Copy out the stretch of the items below from the line containing "Find the woman" through the line containing "376 592 L 371", keeping every line. Offset each coordinate in the answer outline by adding 89, and leave the format samples unchanged.

==== Provided material

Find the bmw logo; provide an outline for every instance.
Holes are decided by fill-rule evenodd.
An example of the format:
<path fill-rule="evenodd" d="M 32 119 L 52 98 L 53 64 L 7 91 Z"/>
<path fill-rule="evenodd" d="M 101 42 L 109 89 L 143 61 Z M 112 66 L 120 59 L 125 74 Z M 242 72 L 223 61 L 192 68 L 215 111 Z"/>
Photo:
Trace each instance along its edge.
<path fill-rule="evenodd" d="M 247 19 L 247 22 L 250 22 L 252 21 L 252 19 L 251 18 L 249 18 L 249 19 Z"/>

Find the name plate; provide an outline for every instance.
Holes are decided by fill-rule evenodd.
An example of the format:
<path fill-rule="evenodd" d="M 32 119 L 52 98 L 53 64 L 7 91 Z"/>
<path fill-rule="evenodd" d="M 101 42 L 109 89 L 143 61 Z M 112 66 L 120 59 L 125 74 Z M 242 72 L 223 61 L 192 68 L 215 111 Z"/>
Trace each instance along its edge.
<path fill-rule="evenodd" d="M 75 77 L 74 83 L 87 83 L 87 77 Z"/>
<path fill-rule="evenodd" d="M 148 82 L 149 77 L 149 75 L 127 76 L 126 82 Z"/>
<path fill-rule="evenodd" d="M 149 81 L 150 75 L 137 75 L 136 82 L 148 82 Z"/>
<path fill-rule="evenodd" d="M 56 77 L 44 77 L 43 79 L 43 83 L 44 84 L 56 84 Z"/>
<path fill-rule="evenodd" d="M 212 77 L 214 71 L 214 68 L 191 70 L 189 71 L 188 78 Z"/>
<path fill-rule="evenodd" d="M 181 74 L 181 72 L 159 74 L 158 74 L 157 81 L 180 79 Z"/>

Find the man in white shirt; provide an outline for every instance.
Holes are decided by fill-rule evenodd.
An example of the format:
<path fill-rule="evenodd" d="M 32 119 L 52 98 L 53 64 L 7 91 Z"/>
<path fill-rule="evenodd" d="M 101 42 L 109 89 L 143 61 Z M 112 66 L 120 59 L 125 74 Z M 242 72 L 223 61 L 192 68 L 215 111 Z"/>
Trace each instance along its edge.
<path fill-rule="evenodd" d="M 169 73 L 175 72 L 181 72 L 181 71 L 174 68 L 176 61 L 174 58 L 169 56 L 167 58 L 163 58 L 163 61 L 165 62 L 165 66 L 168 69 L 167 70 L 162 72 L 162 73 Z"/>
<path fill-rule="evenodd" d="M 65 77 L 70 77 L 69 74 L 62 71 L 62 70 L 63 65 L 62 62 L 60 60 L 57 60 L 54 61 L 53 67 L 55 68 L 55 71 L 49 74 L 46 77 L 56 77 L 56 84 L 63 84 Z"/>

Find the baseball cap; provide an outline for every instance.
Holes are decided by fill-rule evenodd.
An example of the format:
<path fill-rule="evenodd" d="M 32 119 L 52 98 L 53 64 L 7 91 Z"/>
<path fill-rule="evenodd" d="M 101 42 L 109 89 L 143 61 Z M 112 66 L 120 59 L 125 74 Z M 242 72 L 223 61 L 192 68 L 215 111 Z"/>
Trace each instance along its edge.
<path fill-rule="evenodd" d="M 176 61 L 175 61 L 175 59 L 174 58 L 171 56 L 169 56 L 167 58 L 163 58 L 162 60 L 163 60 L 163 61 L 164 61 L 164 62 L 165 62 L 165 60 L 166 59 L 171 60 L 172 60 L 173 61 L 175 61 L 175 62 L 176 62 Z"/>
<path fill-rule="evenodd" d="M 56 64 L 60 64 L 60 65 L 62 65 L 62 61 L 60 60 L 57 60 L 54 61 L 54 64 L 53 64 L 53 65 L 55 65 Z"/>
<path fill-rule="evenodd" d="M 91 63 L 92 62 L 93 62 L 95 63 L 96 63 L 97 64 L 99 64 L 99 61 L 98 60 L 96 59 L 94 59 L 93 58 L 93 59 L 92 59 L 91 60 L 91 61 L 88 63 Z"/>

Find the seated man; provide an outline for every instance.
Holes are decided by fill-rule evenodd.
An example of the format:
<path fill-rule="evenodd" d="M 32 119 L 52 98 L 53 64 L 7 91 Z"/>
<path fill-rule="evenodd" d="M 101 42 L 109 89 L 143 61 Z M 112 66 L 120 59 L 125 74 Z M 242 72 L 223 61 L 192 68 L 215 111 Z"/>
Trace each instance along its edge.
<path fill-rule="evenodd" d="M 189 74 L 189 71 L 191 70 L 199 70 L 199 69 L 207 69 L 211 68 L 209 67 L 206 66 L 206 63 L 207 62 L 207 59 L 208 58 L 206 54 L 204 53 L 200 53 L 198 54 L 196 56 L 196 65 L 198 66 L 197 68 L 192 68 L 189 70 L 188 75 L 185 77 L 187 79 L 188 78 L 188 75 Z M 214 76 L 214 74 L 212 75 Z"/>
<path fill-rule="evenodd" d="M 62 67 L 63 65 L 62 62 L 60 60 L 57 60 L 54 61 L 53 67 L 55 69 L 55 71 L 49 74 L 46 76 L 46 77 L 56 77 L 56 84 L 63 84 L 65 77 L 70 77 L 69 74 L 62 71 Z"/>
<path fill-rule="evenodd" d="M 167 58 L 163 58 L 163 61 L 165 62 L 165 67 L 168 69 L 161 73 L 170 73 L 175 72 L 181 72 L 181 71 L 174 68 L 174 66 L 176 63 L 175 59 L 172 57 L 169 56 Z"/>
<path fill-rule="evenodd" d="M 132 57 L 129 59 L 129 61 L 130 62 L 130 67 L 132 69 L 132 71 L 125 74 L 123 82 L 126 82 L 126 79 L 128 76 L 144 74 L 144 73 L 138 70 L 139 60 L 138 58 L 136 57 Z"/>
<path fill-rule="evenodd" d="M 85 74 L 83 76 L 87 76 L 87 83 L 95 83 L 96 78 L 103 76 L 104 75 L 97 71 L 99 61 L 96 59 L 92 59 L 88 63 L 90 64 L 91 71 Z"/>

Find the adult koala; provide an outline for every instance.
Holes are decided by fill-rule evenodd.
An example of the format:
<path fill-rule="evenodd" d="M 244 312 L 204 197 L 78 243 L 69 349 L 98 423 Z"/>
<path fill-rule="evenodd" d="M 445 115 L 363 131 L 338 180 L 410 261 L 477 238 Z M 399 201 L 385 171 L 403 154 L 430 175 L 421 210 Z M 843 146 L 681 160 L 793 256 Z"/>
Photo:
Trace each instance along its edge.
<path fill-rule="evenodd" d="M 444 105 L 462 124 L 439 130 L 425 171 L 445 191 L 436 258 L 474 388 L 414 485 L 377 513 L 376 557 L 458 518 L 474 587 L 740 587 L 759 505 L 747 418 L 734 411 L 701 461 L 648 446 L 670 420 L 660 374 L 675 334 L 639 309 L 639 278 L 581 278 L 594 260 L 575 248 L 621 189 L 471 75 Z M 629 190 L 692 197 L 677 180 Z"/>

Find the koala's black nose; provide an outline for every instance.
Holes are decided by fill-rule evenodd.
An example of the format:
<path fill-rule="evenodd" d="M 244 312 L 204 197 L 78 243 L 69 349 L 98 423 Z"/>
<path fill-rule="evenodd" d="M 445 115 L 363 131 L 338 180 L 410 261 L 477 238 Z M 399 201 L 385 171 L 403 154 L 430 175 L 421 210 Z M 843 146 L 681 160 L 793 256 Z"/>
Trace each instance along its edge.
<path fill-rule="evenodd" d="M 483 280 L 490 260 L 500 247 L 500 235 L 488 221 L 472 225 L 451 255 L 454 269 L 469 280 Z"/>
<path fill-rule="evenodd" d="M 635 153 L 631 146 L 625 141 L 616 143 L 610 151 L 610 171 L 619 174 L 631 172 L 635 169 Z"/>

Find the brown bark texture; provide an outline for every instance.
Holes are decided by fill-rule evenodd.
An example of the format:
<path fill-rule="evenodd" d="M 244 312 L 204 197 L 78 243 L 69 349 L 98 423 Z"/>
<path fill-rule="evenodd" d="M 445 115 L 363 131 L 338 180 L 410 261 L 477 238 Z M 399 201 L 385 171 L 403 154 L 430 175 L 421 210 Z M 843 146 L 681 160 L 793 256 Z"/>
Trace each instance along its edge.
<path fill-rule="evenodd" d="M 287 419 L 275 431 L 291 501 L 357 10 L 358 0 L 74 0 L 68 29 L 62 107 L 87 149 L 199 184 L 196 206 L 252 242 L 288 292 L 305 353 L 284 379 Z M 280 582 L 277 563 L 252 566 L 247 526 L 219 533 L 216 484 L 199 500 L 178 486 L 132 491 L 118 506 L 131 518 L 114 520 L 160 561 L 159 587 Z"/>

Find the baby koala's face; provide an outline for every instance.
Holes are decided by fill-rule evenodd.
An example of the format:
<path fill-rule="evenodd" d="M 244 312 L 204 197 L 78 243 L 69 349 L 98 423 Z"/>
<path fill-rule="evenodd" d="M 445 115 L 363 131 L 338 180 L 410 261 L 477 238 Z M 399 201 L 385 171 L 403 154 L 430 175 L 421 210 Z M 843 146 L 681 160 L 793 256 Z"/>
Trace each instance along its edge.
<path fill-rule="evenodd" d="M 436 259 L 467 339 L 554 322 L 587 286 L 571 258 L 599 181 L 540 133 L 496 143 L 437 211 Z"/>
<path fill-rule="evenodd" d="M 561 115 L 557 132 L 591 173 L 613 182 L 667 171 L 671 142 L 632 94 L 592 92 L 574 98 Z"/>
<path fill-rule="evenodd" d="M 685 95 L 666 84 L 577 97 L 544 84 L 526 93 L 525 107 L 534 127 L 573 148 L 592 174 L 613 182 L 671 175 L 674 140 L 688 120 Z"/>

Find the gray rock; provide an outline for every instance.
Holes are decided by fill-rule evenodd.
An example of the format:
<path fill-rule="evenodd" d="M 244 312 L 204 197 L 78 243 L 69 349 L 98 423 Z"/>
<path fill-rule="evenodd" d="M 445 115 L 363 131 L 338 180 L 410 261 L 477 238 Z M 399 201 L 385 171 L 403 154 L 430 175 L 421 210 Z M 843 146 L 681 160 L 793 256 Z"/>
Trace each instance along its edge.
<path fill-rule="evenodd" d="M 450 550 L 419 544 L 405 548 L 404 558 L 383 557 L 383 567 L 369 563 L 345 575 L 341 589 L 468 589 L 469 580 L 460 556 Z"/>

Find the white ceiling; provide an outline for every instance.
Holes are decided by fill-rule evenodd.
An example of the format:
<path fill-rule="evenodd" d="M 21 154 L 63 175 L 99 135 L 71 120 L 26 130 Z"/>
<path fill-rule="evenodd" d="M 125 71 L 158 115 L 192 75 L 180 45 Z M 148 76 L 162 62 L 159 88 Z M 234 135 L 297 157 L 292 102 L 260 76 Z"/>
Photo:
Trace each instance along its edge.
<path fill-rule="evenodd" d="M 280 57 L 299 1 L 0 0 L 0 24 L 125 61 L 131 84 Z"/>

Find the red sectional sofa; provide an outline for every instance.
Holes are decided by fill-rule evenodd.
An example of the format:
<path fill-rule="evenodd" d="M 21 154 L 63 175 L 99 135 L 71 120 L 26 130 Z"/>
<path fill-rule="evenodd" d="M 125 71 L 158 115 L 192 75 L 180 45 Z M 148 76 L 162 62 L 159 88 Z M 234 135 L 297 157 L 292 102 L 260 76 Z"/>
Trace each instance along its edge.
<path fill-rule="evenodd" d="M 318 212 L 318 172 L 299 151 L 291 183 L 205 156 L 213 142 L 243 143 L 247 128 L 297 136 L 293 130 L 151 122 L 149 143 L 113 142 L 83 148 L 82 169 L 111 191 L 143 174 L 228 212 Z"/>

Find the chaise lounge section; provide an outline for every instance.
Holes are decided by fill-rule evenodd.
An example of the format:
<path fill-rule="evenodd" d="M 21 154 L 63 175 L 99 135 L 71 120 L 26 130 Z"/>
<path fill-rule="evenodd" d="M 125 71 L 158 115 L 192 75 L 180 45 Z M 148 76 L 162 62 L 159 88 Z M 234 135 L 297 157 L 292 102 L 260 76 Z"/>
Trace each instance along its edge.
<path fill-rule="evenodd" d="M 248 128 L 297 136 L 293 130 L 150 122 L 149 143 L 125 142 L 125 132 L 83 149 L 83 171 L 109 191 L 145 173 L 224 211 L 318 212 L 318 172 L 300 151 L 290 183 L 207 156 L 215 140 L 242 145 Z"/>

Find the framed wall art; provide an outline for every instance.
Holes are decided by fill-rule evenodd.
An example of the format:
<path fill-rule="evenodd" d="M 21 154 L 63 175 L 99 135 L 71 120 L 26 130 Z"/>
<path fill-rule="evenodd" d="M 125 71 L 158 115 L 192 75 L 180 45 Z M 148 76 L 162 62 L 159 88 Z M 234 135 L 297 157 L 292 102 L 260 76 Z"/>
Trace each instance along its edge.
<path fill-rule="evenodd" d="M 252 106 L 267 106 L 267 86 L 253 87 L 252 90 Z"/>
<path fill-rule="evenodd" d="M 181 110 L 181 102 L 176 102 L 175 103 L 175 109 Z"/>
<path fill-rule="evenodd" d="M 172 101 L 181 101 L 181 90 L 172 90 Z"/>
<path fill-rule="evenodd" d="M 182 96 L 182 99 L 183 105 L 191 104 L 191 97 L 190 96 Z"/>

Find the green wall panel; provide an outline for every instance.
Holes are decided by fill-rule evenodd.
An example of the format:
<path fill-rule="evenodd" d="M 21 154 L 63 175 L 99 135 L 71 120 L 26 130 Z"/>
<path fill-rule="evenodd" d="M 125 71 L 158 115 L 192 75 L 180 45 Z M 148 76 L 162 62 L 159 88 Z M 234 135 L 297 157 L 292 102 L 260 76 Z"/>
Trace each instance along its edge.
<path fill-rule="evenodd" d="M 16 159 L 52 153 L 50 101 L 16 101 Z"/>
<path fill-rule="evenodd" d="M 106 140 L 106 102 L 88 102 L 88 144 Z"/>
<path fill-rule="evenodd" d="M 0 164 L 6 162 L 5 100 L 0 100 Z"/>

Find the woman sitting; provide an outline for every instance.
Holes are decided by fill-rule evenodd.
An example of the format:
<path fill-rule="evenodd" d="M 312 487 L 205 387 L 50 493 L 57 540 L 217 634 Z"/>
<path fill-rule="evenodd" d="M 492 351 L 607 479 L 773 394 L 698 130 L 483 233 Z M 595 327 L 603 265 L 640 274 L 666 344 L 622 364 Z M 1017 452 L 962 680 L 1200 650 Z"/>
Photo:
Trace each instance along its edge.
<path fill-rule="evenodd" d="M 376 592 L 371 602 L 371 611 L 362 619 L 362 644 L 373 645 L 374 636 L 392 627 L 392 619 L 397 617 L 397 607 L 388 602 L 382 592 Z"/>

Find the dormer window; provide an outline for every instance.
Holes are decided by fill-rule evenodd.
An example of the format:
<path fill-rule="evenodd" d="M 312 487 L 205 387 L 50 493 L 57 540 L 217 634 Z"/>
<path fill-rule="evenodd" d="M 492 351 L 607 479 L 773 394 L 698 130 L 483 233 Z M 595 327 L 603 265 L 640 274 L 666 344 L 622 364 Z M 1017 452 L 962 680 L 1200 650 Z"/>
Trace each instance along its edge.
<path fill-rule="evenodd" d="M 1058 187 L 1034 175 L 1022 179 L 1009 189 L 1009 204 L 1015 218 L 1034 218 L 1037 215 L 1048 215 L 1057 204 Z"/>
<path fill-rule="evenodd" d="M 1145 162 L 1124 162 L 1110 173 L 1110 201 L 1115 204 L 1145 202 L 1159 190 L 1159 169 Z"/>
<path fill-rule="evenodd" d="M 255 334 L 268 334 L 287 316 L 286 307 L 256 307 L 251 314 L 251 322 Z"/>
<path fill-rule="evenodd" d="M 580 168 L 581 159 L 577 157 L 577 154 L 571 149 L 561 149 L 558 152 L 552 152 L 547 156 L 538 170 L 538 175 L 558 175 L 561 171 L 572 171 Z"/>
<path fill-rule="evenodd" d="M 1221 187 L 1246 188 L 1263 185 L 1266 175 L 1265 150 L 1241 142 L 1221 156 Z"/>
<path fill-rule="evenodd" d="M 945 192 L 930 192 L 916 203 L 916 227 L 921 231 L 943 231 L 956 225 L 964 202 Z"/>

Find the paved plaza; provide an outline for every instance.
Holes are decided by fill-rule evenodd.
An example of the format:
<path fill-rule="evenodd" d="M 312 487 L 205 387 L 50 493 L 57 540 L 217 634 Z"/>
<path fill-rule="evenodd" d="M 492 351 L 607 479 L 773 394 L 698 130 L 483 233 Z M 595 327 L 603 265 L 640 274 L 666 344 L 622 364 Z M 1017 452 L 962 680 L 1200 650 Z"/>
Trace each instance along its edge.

========

* _Right answer_:
Find the woman sitting; provide an outline for every instance.
Holes are decided by fill-rule evenodd.
An example of the format:
<path fill-rule="evenodd" d="M 312 487 L 205 387 L 50 493 L 57 540 L 217 634 Z"/>
<path fill-rule="evenodd" d="M 492 351 L 607 479 L 773 394 L 698 130 L 483 233 Z M 595 327 L 603 265 L 640 274 L 666 344 L 622 364 Z M 1017 452 L 962 680 L 1200 650 Z"/>
Photo:
Trace each instance along its edge.
<path fill-rule="evenodd" d="M 465 681 L 460 691 L 460 700 L 451 708 L 451 733 L 462 734 L 463 725 L 481 716 L 481 708 L 486 706 L 486 696 L 477 691 L 471 681 Z"/>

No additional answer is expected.